▶ **THE INPUT**:
----------
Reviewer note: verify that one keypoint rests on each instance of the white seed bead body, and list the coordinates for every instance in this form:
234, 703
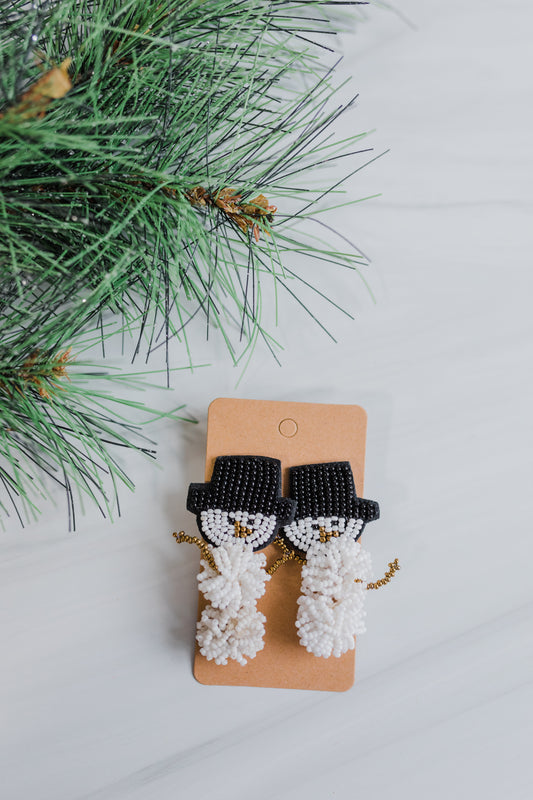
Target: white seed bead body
230, 626
331, 606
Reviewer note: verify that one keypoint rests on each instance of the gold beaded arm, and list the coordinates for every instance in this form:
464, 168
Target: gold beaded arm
289, 554
182, 537
393, 567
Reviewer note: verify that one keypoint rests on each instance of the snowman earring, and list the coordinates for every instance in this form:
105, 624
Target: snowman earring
238, 512
328, 522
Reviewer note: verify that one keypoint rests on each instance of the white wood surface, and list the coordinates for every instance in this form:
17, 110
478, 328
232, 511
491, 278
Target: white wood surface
97, 696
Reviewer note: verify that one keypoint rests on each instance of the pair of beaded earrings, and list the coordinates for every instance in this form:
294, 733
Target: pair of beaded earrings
239, 512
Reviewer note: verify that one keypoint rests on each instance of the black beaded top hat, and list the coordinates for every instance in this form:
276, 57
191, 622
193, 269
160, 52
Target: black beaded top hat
242, 501
327, 505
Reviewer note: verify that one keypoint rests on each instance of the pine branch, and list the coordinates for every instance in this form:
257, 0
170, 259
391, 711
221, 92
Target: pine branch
96, 187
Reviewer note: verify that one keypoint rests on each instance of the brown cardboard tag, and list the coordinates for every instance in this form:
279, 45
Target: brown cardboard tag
295, 433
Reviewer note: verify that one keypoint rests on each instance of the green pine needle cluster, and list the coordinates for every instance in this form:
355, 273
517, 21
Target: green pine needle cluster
158, 160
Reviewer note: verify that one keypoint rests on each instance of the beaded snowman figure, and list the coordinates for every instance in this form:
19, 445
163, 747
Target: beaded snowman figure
238, 512
328, 522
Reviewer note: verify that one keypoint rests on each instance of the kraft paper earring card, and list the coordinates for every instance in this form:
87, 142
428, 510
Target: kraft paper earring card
293, 434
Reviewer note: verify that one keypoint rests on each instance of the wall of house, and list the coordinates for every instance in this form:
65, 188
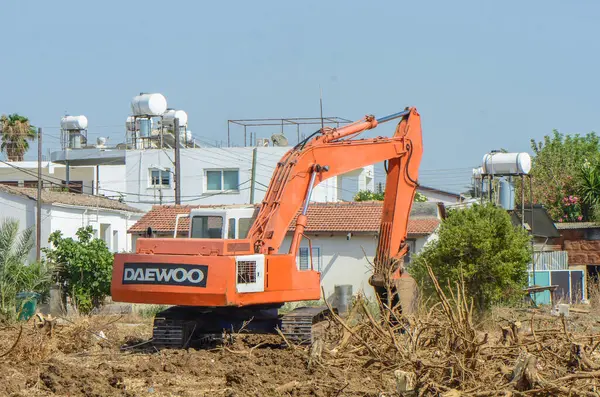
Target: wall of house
582, 245
68, 219
24, 211
112, 177
26, 171
343, 261
110, 226
196, 162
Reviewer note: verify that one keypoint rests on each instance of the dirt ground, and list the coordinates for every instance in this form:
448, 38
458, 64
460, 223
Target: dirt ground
74, 361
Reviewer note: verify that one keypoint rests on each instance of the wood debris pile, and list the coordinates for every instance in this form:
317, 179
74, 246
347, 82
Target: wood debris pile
442, 352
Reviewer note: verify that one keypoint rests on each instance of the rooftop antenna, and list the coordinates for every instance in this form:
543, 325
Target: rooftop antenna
321, 103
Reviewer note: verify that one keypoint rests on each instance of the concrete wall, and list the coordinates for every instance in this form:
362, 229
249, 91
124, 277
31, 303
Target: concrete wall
195, 163
68, 219
110, 226
438, 196
112, 177
343, 261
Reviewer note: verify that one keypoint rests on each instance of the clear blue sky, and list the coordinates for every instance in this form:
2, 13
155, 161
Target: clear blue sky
483, 74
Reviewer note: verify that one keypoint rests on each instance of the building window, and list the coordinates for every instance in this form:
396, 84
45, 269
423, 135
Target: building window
160, 177
73, 186
116, 241
411, 251
304, 258
222, 180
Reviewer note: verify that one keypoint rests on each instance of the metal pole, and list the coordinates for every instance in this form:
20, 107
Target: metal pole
97, 180
523, 201
321, 105
177, 164
38, 235
253, 177
67, 172
532, 232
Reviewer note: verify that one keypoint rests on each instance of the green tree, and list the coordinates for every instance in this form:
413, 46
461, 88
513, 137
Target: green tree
556, 171
85, 267
16, 132
367, 195
15, 274
481, 246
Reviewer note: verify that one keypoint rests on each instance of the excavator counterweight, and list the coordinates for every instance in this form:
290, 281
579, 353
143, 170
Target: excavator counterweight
227, 274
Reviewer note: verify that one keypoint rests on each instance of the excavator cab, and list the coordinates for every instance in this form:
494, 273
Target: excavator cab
218, 223
222, 276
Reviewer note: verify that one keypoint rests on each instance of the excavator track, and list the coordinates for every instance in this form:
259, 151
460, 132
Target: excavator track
181, 328
298, 326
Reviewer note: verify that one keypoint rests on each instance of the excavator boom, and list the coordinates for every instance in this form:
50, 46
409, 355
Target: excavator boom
217, 283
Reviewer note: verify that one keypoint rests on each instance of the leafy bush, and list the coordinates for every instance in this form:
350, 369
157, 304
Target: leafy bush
367, 195
481, 246
557, 172
15, 274
85, 267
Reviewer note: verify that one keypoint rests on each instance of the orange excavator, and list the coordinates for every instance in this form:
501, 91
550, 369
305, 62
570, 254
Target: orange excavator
----------
▶ **AIM OF THE TASK**:
Copy every entry exactly as written. Pictures are excluded.

▶ **ANSWER TO THIS EXERCISE**:
Reviewer note: verify that one keypoint rests on each instance of the white seed bead body, and list the coordinates for every instance in this form:
234, 703
Target: white seed bead body
230, 626
331, 606
Reviewer note: verify that one keypoint rests on each instance of the gold beaded arm, and list the coordinates for every instance in this form:
464, 168
Target: gold beaded arm
289, 554
182, 537
393, 567
Reviewer note: verify that one keypoint rests on each instance of the snowman earring, and list the coordinates for every instance in this form:
105, 624
Target: snowman earring
238, 512
328, 522
Reviewer note: verify that one keypoint rests on each instance of the white wood surface, and list the coordinates for every instance in this form:
17, 110
478, 328
232, 511
491, 278
Target: white wood surface
97, 696
Reviewer note: verify that one keypoint rests on each instance of the pair of beaded earrings, and list the coordinates for every instance in this form:
294, 733
Target: pair of beaded earrings
239, 512
Reviewer note: verify that one keypoint rests on each instance of the black beaded top hat, and list the coordinates for every instance in this form:
276, 57
191, 622
193, 269
160, 52
Target: black beaded top hat
242, 501
327, 505
Reviewer note: verify that one keypoint rests on each instance of the pine branch, and list the coordinates for every instance in this form:
257, 0
170, 259
391, 711
221, 92
Target: pine branch
96, 187
Reviewer note: verify that one keypoint rests on each instance of the brown cardboard tag, and list the coordinates for every instance in this form:
279, 45
Target: brown cardboard tag
295, 433
Reviewer note: verify that one keypoint rests on each instance of the green pine needle cluster, and list the coordinates for every instance in this form:
355, 273
517, 21
Target: green pine needle cluster
158, 160
Reviewer note: verify that one keypoint rests on each instance of the beaded snowman figure, and list the coordinates for every instance in this form:
19, 445
163, 747
Target: beaded snowman figure
238, 512
328, 522
Reviewer note: verify that one keypoint rests on each instance of the kraft paper earring card, and list the coordinates for every instance in this form:
87, 142
428, 510
Target: kraft paper earring card
293, 434
Reviewer note: verify that one keypoint rests on each instance of the wall of house, and list the coordinates for every instance in this form:
65, 188
Target: wall of house
582, 245
68, 219
24, 211
112, 177
26, 171
343, 261
110, 226
196, 162
Reviewer note: verify that one keypoint rests on each instance of the dirt ground, and list the coordinates for every instance in this form:
448, 38
458, 64
460, 223
Target: dirt ground
74, 361
Reviewer note: verify that one keypoint rests on each instance of the wood debris pile, and list the coordinates for every instance in this form:
317, 179
74, 246
347, 82
Target: wood debris pile
442, 352
Reviewer note: verify that one keypoint rests on each instance of the rooftop antenna, and list the coordinates for every instance in this form:
543, 325
Target: rooftop antenna
321, 103
Reviewer note: verify that one keypoint rests on each instance of the concrete wall, and list the coordinates for every instance in this form:
362, 229
249, 91
124, 277
31, 303
Target: concrete wall
195, 163
68, 219
110, 226
438, 196
112, 177
343, 261
Reviewer note: verify that one keypoint rests on each instance of the clear blue sky, and list the coordinates for every instance in this form:
2, 13
155, 161
Target: clear blue sky
483, 74
Reviewer note: verify that one keypoint rests on each instance of the building window, and list the coordinates for every instance in this form:
396, 84
45, 269
423, 135
Target: building window
160, 177
73, 186
116, 241
411, 251
304, 258
222, 180
Reviewer note: verify that one keypoint rests on each instance of the metal pole, and list the coordinates for every instance in this form:
20, 107
Target: metal pole
97, 180
523, 201
321, 105
177, 164
38, 235
253, 177
67, 172
532, 232
Reviewer note: verify that one keypoint rests on each instance of the green tree, and list the coordinates for every instance in this form:
413, 46
461, 88
513, 137
Target: green tree
556, 171
85, 267
16, 132
367, 195
15, 274
481, 246
Reviewer note: verify that one keypoint rests on each instance of the excavator counterweight, and list the coordinates for every instance in this form:
290, 281
579, 353
143, 170
Target: excavator counterweight
227, 274
Reviewer note: verify that one keypoint rests on each instance of the excavator cab, and list the coordinates for every instance in this form:
494, 273
Target: excavator cab
218, 223
222, 276
Reviewer note: verify that one keypoint rests on each instance of the excavator track, and list the coordinates for every instance in this form:
259, 151
460, 132
Target: excavator track
181, 328
298, 326
Reviewer note: verify that one keypoint rests on each instance of the excavator boom, and list the coordinates for every instance in this form:
50, 46
409, 355
Target: excavator boom
217, 283
Reviewer note: verify that one keypoint rests on each instance of the leafy bush, and list the coordinates for every instance in this form:
350, 369
157, 304
Target: leafy bush
367, 195
481, 246
557, 172
15, 274
85, 267
Reviewer note: verify that one keypoint rests on each instance of the orange excavator, and list the coordinates for every instance in this form:
501, 91
550, 369
305, 62
570, 254
Target: orange excavator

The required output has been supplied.